RECORDS FOR THIS EXERCISE section start
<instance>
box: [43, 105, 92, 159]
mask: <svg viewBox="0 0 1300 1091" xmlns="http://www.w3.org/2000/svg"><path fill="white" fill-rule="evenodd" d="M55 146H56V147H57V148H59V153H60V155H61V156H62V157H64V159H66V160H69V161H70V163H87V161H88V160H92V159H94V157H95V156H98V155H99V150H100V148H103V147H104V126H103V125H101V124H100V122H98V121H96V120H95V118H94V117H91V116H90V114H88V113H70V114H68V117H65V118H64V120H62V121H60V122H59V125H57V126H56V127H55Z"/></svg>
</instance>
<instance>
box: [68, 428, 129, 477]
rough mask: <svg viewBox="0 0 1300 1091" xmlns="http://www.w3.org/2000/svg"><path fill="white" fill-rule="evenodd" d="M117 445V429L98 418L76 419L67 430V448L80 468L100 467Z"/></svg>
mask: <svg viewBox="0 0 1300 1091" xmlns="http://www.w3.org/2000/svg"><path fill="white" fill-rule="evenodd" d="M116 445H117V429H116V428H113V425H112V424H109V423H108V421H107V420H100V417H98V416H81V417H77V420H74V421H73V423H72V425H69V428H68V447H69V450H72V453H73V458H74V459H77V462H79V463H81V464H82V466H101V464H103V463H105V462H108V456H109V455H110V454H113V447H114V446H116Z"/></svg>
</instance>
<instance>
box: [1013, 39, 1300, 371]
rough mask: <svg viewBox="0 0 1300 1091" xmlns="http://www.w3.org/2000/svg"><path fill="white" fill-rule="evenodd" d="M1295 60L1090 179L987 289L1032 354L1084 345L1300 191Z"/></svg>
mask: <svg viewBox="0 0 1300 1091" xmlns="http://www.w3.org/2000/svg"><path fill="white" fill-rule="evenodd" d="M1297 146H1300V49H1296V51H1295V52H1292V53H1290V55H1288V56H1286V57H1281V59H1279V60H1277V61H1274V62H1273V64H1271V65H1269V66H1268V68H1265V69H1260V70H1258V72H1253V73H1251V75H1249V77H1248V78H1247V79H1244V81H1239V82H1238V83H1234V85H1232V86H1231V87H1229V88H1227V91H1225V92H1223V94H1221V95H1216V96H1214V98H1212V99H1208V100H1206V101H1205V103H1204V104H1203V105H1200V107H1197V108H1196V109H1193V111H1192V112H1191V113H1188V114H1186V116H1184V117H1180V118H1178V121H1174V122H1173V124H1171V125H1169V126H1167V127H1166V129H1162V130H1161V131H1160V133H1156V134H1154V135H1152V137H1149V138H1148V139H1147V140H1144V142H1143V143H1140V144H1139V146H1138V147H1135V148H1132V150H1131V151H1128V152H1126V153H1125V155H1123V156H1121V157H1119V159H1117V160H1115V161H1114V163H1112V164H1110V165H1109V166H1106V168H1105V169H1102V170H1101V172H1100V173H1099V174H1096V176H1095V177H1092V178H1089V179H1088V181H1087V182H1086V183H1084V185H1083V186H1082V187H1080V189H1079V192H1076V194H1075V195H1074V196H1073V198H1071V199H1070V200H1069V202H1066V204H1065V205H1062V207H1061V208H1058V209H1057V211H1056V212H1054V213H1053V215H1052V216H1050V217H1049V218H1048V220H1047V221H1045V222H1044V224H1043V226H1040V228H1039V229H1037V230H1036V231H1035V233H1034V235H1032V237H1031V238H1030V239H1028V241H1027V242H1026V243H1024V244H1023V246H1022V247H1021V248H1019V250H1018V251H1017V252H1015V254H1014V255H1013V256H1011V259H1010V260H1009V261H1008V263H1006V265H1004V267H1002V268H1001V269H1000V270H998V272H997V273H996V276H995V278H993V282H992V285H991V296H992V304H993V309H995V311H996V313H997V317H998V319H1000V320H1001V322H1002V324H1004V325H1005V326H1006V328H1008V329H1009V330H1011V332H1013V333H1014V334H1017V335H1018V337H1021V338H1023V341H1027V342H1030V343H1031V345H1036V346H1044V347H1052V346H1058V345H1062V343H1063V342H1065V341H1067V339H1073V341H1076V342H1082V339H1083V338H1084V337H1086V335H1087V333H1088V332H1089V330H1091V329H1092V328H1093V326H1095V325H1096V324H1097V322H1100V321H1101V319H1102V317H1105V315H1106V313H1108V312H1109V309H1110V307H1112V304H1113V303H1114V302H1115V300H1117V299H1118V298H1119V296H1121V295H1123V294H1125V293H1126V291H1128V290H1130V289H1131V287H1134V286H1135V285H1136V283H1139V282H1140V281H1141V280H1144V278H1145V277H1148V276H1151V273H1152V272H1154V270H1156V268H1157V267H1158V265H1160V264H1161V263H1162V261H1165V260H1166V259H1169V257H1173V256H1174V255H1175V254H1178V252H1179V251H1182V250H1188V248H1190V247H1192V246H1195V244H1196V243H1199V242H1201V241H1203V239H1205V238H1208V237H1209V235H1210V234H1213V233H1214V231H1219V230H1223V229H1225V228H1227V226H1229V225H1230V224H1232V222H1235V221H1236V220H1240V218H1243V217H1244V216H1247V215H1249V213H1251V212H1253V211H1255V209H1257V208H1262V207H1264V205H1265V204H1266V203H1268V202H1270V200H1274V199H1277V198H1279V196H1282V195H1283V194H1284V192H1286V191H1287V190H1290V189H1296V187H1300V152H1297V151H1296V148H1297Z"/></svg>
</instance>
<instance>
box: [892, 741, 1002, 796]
RECORDS FOR THIS EXERCISE section end
WORK TO COMPLETE:
What you return must match the records above exactly.

WRITTEN SOLUTION:
<instance>
box: [43, 105, 92, 159]
mask: <svg viewBox="0 0 1300 1091" xmlns="http://www.w3.org/2000/svg"><path fill="white" fill-rule="evenodd" d="M55 146H56V147H57V148H59V153H60V155H61V156H62V157H64V159H66V160H69V161H70V163H87V161H88V160H92V159H94V157H95V156H98V155H99V150H100V148H103V147H104V126H103V125H101V124H100V122H98V121H96V120H95V118H94V117H91V116H90V114H88V113H70V114H68V117H65V118H64V120H62V121H60V122H59V125H57V126H56V127H55Z"/></svg>
</instance>
<instance>
box: [68, 428, 129, 477]
rough mask: <svg viewBox="0 0 1300 1091" xmlns="http://www.w3.org/2000/svg"><path fill="white" fill-rule="evenodd" d="M117 445V429L98 418L76 419L67 430V448L80 468L100 467Z"/></svg>
mask: <svg viewBox="0 0 1300 1091" xmlns="http://www.w3.org/2000/svg"><path fill="white" fill-rule="evenodd" d="M116 445H117V429H116V428H113V425H112V424H109V423H108V421H107V420H100V417H98V416H81V417H77V420H74V421H73V423H72V425H69V428H68V447H69V450H72V453H73V458H74V459H77V462H79V463H81V464H82V466H101V464H103V463H105V462H108V456H109V455H110V454H113V447H114V446H116Z"/></svg>
</instance>
<instance>
box: [1013, 39, 1300, 371]
rough mask: <svg viewBox="0 0 1300 1091" xmlns="http://www.w3.org/2000/svg"><path fill="white" fill-rule="evenodd" d="M1295 60L1090 179L987 289L1032 354L1084 345L1300 191Z"/></svg>
mask: <svg viewBox="0 0 1300 1091" xmlns="http://www.w3.org/2000/svg"><path fill="white" fill-rule="evenodd" d="M1297 146H1300V49H1296V51H1295V52H1292V53H1290V55H1288V56H1286V57H1281V59H1279V60H1277V61H1274V62H1273V64H1271V65H1269V66H1268V68H1265V69H1260V70H1258V72H1253V73H1251V75H1249V77H1248V78H1247V79H1244V81H1239V82H1238V83H1234V85H1232V86H1231V87H1229V88H1227V91H1225V92H1223V94H1221V95H1216V96H1214V98H1212V99H1208V100H1206V101H1205V103H1204V104H1203V105H1200V107H1197V108H1196V109H1193V111H1192V112H1191V113H1188V114H1186V116H1184V117H1180V118H1178V121H1174V122H1173V124H1171V125H1169V126H1167V127H1166V129H1162V130H1161V131H1160V133H1156V134H1154V135H1152V137H1149V138H1148V139H1147V140H1144V142H1143V143H1140V144H1139V146H1138V147H1135V148H1132V150H1131V151H1128V152H1126V153H1125V155H1123V156H1121V157H1119V159H1117V160H1115V161H1114V163H1112V164H1110V165H1109V166H1106V168H1105V169H1102V170H1101V172H1100V173H1099V174H1096V176H1095V177H1092V178H1089V179H1088V181H1087V182H1086V183H1084V185H1083V186H1082V187H1080V189H1079V192H1076V194H1075V195H1074V196H1073V198H1071V199H1070V200H1069V202H1066V204H1065V205H1062V207H1061V208H1058V209H1057V211H1056V212H1054V213H1053V215H1052V216H1050V217H1049V218H1048V220H1047V221H1045V222H1044V224H1043V226H1040V228H1039V229H1037V230H1036V231H1035V233H1034V235H1032V237H1031V238H1030V239H1028V241H1027V242H1026V243H1024V244H1023V246H1022V247H1021V248H1019V250H1018V251H1017V252H1015V254H1014V255H1013V256H1011V259H1010V260H1009V261H1008V263H1006V265H1004V267H1002V268H1001V269H1000V270H998V272H997V273H996V276H995V278H993V282H992V285H991V296H992V304H993V309H995V311H996V313H997V317H998V319H1000V320H1001V322H1002V324H1004V325H1005V326H1006V328H1008V329H1009V330H1011V332H1013V333H1014V334H1017V335H1018V337H1021V338H1023V341H1027V342H1030V343H1031V345H1036V346H1044V347H1052V346H1058V345H1062V343H1063V342H1065V341H1067V339H1073V341H1076V342H1082V339H1083V338H1084V337H1086V335H1087V333H1088V332H1089V330H1091V329H1092V328H1093V326H1095V325H1096V324H1097V322H1100V321H1101V319H1102V317H1105V315H1106V313H1108V312H1109V309H1110V307H1112V304H1113V303H1114V302H1115V300H1117V299H1118V298H1119V296H1121V295H1123V294H1125V293H1126V291H1128V290H1130V289H1131V287H1134V286H1135V285H1136V283H1139V282H1140V281H1141V280H1144V278H1145V277H1148V276H1151V273H1152V272H1154V270H1156V268H1157V267H1158V265H1160V264H1161V263H1162V261H1165V260H1166V259H1169V257H1173V256H1174V255H1175V254H1178V252H1179V251H1182V250H1188V248H1190V247H1192V246H1195V244H1196V243H1199V242H1201V241H1203V239H1205V238H1208V237H1209V235H1210V234H1213V233H1214V231H1219V230H1223V229H1225V228H1227V226H1229V225H1230V224H1232V222H1235V221H1236V220H1240V218H1243V217H1244V216H1247V215H1249V213H1251V212H1253V211H1255V209H1257V208H1262V207H1264V205H1265V204H1266V203H1268V202H1270V200H1274V199H1277V198H1279V196H1282V195H1283V194H1284V192H1286V191H1287V190H1290V189H1296V187H1300V152H1297V151H1296V148H1297Z"/></svg>
</instance>
<instance>
box: [892, 741, 1002, 796]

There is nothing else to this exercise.